• Source passage:
-- -- --

Nightshade – Solanum incertum – nachtschade; H. van Rheede / J. Commelin – 1689-1690
Hendrik van Rheede (1636 – 1691) / Itty Achudan / Johannes Commelin (1629-1692).
Rare contemporary colored antique print of a Nightshade species. From the 10th volume of the famous Hortus Indicus Malabaricus by Hendrik van Rheede.
Zeldzame gekleurde antieke prent van een nachtschade-achtige. Uit de 10e editie van de befaamde Hortus Indicus Malabaricus door Hendrik van Rheede.

-- -- --

• Work item:
According to the nightshade print description, which volume of the Hortus Indicus Malabaricus is the print from? The data has no connection to the nightshade print description.

-- -- --

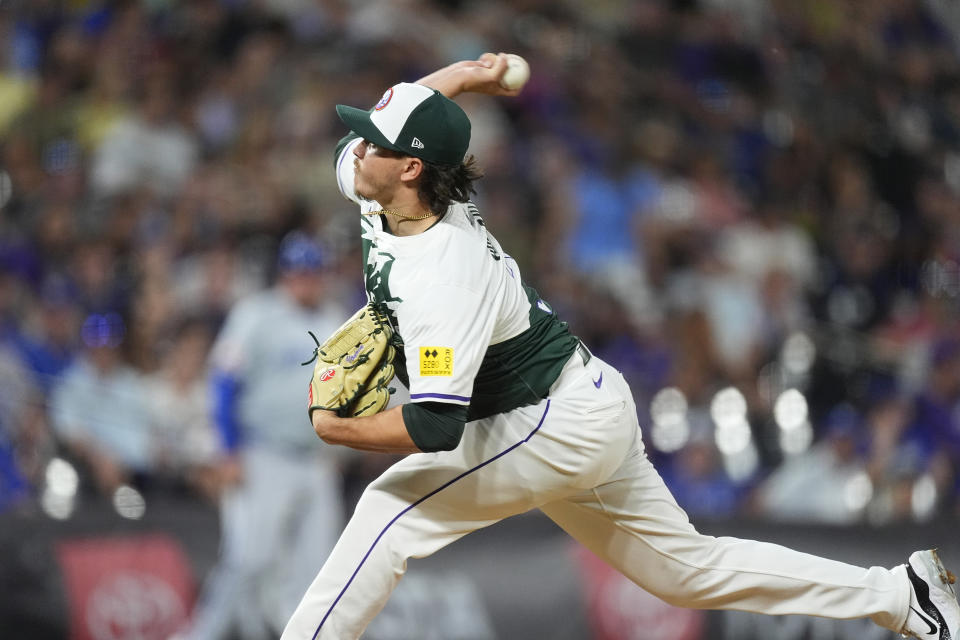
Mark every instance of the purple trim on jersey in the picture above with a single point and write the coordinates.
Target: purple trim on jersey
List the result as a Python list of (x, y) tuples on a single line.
[(442, 396), (420, 501)]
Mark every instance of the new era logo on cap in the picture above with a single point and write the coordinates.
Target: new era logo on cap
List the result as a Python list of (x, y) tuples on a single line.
[(415, 120)]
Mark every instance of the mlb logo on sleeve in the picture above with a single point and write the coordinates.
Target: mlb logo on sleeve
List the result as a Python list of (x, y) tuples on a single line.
[(436, 361)]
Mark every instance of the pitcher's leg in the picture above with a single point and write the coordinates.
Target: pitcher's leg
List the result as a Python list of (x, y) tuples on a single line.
[(634, 523), (418, 506)]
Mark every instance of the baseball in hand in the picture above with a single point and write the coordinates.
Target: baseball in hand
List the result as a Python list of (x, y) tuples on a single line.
[(517, 73)]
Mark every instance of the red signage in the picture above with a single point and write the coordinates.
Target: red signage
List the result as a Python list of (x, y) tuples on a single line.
[(126, 588)]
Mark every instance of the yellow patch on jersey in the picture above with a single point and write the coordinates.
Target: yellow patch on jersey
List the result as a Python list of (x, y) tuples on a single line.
[(436, 361)]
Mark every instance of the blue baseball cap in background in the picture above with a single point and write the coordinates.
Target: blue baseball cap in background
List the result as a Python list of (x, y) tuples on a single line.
[(299, 252), (103, 330)]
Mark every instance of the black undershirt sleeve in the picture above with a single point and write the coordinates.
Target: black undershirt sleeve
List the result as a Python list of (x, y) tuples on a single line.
[(435, 426)]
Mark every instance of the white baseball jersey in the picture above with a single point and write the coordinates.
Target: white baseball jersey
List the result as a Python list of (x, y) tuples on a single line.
[(575, 453), (473, 334)]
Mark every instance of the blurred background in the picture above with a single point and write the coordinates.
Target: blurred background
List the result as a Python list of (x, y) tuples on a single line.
[(750, 207)]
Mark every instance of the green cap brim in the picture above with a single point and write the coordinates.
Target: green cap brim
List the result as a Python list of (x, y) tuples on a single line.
[(359, 122)]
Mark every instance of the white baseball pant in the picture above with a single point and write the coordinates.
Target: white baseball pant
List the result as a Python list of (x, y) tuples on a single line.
[(579, 458)]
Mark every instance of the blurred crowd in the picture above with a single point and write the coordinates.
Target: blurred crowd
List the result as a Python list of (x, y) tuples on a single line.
[(750, 207)]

-- -- --

• Result of the exercise:
The 10th volume.